▸ **What you are asked to do**: Below are some entries. Copy each line in them that holds "instance".

▸ **Supplied data**:

__________

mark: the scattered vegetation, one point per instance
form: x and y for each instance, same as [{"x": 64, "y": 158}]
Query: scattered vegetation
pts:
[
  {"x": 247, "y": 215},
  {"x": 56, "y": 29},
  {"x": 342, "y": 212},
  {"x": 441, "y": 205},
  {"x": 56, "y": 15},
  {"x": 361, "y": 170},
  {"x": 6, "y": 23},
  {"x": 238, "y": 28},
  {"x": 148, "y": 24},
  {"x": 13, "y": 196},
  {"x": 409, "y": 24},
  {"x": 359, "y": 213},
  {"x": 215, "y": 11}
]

__________

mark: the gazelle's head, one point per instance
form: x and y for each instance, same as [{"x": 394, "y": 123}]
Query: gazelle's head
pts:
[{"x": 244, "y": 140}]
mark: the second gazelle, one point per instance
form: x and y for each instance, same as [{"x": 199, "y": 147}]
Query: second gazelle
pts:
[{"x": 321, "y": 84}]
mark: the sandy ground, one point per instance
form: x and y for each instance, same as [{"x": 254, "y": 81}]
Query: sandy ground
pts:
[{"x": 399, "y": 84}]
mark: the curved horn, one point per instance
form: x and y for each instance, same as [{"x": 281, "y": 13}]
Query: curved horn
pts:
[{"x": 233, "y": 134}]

__________

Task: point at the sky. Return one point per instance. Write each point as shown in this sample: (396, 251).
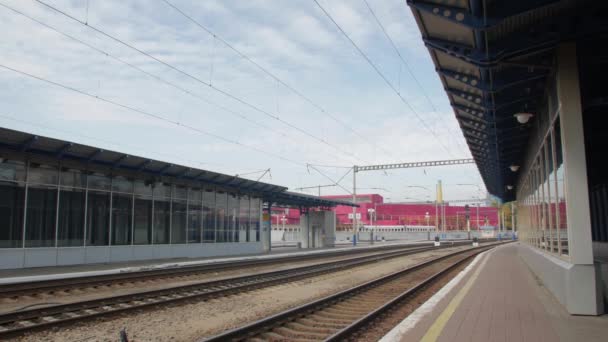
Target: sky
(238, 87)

__________

▸ **Answer box**:
mark: the scattered vegetation, one point per instance
form: x and y for each instance, same as [{"x": 64, "y": 158}]
mark: the gazelle's head, one point per instance
form: x and y for each instance, same as [{"x": 394, "y": 123}]
mark: the second gazelle, one point per instance
form: x and y for each instance, same as [{"x": 199, "y": 147}]
mark: the sandy ground, one point per instance
form: x and y for each instance, same as [{"x": 254, "y": 81}]
mark: the curved horn, one point per instance
form: x and y for each instance, same as [{"x": 281, "y": 13}]
Task: point at the sky. Return one point per instance. Write each point as shown in this sample: (396, 251).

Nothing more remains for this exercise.